Please return every line of the entries below that contains the string "Query". Case counts.

### Records supplied
※ ※ ※

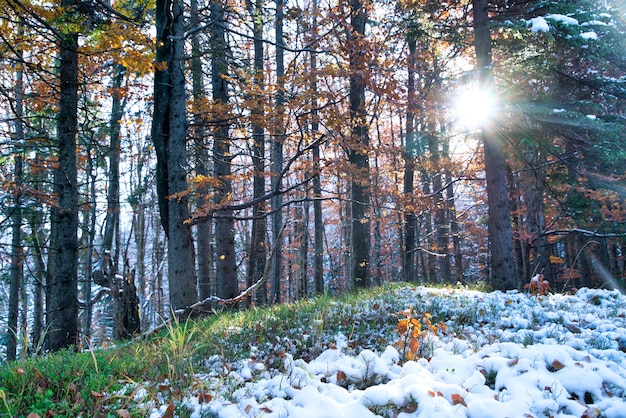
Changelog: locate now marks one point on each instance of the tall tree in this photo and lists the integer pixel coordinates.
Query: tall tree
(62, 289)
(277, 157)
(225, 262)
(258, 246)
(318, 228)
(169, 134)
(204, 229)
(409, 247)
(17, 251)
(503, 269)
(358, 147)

※ ※ ※

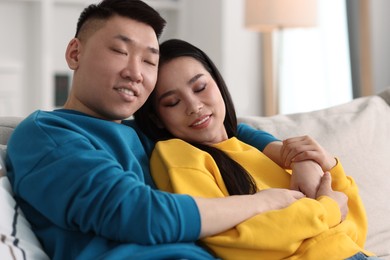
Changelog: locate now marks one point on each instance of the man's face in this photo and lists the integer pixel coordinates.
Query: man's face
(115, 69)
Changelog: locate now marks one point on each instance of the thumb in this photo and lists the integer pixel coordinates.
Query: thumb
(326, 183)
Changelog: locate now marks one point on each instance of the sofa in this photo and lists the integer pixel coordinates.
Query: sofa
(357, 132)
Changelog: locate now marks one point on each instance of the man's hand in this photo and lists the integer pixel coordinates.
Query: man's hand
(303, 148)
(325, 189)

※ ※ ※

### Answer to the exercise
Query: tall tree
Query: man's face
Query: thumb
Query: sofa
Query: man's hand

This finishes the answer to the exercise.